RECORDS FOR THIS TASK

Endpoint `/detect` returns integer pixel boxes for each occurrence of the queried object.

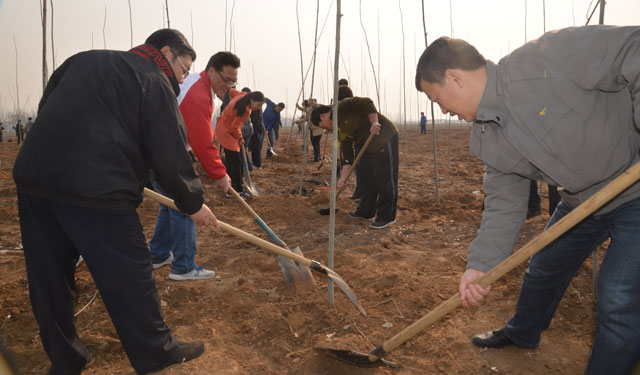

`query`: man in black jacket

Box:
[13,29,217,374]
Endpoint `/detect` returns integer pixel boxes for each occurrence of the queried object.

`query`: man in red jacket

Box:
[149,52,240,281]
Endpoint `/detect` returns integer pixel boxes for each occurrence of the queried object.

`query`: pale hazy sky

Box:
[0,0,640,121]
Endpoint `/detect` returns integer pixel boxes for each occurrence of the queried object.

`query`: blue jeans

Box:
[504,198,640,374]
[149,178,196,274]
[267,128,276,157]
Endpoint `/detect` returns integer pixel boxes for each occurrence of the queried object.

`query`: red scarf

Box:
[129,44,180,96]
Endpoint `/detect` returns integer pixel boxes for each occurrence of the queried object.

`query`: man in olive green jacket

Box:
[416,26,640,374]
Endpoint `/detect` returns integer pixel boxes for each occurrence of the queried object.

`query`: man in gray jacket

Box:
[416,26,640,374]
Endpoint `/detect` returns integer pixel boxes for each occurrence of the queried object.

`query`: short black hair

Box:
[338,86,353,101]
[311,105,331,126]
[144,29,196,61]
[416,36,487,91]
[233,91,264,116]
[204,51,240,72]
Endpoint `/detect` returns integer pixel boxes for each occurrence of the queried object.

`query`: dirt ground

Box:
[0,125,604,375]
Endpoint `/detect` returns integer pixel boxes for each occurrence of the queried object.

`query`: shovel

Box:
[229,187,316,289]
[240,144,260,197]
[144,188,367,316]
[317,162,640,367]
[318,134,375,216]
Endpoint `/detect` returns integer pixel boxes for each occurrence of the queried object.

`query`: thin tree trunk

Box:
[13,36,20,116]
[164,0,171,29]
[45,0,56,70]
[359,0,380,108]
[287,0,333,146]
[398,0,409,162]
[542,0,547,33]
[102,4,107,49]
[224,0,228,50]
[422,0,440,203]
[327,0,342,305]
[524,0,527,43]
[189,9,197,71]
[598,0,607,25]
[229,0,236,51]
[39,0,49,92]
[298,0,320,197]
[447,0,453,170]
[127,0,133,48]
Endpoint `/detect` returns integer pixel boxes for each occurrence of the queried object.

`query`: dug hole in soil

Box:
[0,125,604,375]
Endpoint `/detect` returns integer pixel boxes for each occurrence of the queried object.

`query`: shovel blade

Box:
[318,208,340,216]
[315,347,398,368]
[244,183,260,197]
[325,267,367,316]
[276,246,316,290]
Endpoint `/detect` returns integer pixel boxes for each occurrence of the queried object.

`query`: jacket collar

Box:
[475,60,506,125]
[129,44,180,96]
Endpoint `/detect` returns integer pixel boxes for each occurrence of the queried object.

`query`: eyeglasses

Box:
[171,50,189,79]
[216,70,238,87]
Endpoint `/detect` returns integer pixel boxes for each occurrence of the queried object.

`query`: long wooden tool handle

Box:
[229,187,291,245]
[144,188,312,267]
[336,134,375,196]
[378,162,640,360]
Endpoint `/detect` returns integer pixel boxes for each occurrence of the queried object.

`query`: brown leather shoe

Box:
[166,341,205,366]
[471,329,516,348]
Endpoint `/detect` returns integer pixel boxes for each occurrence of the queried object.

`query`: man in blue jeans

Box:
[416,26,640,374]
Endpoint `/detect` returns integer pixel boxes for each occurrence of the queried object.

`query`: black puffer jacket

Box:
[13,51,203,214]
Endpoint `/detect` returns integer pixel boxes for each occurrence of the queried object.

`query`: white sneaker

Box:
[152,253,173,270]
[169,266,216,281]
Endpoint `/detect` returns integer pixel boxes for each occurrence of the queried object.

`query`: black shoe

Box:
[369,220,396,229]
[527,208,542,219]
[165,341,204,367]
[471,329,515,348]
[349,211,373,221]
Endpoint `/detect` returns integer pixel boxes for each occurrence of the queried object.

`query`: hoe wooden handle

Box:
[144,188,312,267]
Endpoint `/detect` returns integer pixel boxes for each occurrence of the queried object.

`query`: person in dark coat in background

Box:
[249,94,264,169]
[13,120,23,145]
[13,29,217,375]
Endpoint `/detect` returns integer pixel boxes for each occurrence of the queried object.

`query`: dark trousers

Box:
[527,180,540,213]
[352,144,362,199]
[249,131,264,168]
[357,134,398,221]
[309,133,322,161]
[18,194,178,375]
[224,148,244,193]
[548,185,562,216]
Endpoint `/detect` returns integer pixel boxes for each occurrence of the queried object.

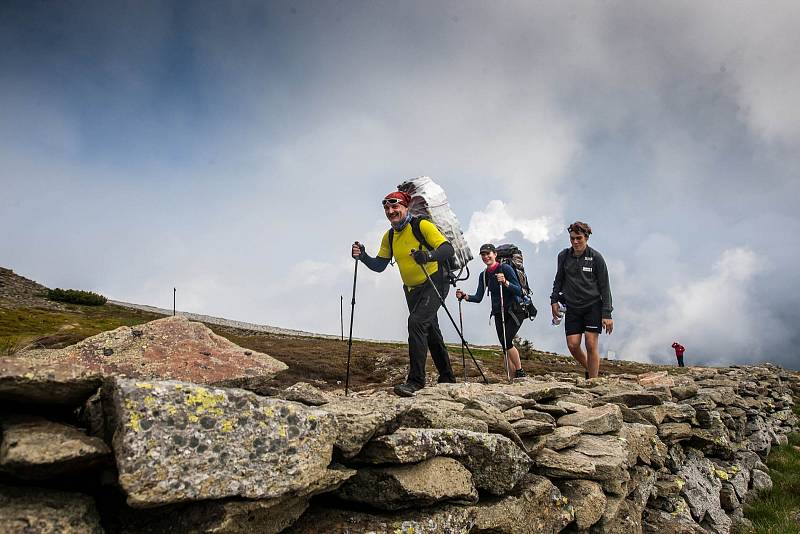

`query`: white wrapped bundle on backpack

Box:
[397,176,473,269]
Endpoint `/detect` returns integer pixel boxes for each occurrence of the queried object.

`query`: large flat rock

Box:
[19,316,288,398]
[0,416,111,480]
[558,404,623,434]
[336,456,478,510]
[320,397,410,458]
[106,378,335,507]
[357,428,532,495]
[0,486,103,534]
[0,356,103,407]
[110,466,355,534]
[471,474,575,534]
[285,505,475,534]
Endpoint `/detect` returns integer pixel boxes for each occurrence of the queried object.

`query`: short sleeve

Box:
[378,230,392,259]
[418,219,447,250]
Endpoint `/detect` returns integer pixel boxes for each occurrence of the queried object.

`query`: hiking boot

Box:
[394,382,422,397]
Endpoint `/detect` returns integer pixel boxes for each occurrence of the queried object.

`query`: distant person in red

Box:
[672,341,686,367]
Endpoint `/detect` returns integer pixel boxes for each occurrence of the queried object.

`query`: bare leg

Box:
[567,334,588,370]
[586,332,600,378]
[507,347,522,371]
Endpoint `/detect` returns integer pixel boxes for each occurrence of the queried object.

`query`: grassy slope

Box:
[0,304,160,356]
[745,405,800,534]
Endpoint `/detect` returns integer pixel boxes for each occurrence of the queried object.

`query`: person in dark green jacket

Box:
[456,243,528,378]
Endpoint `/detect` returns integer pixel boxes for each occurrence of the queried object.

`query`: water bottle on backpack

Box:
[551,302,567,326]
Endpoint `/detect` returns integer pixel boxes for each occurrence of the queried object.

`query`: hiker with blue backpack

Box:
[456,243,535,378]
[352,191,456,397]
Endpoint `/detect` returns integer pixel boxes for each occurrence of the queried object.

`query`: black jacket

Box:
[550,246,614,319]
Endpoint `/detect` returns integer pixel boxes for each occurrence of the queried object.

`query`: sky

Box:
[0,0,800,368]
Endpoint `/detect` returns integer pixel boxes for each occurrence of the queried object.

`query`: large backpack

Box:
[496,243,538,321]
[389,176,472,286]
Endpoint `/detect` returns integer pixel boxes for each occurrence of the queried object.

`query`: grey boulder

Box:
[106,379,335,507]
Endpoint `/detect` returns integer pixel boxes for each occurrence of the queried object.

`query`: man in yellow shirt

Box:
[352,191,456,397]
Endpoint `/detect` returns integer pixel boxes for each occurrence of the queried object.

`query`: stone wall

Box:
[0,320,800,534]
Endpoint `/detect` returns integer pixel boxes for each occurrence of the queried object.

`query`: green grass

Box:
[0,304,161,356]
[744,432,800,534]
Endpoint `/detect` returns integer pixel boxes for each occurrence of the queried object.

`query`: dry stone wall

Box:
[0,322,800,534]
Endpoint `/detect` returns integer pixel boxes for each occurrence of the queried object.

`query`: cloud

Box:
[615,248,786,364]
[464,200,556,250]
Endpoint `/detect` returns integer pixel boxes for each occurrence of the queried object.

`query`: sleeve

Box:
[501,264,522,297]
[550,250,567,304]
[467,271,486,302]
[594,253,614,319]
[377,230,392,260]
[358,231,392,273]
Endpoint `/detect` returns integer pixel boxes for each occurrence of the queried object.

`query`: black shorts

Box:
[564,300,603,336]
[494,310,522,350]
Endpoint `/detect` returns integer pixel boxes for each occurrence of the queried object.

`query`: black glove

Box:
[411,250,431,265]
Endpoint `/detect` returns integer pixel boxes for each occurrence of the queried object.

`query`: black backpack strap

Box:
[411,217,433,251]
[389,217,433,258]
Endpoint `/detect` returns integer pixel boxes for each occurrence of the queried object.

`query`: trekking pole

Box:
[458,299,467,384]
[419,265,489,384]
[344,258,358,397]
[495,284,511,382]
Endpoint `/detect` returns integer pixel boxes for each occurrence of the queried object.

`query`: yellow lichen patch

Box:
[125,412,142,432]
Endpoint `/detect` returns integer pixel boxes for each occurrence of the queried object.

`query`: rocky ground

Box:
[0,317,800,534]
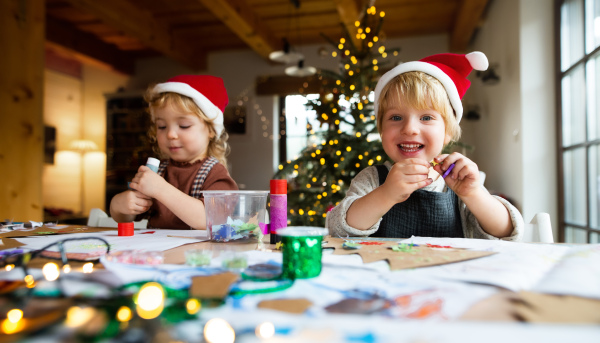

SHORT EXERCISE
Gather every line in the records above that contains the word "backpack". Case matters.

THE ANSWER
`query`: white wrapped bundle on backpack
`query`: water bottle on backpack
`query`: hiker with blue backpack
`query`: large backpack
`query`: black backpack strap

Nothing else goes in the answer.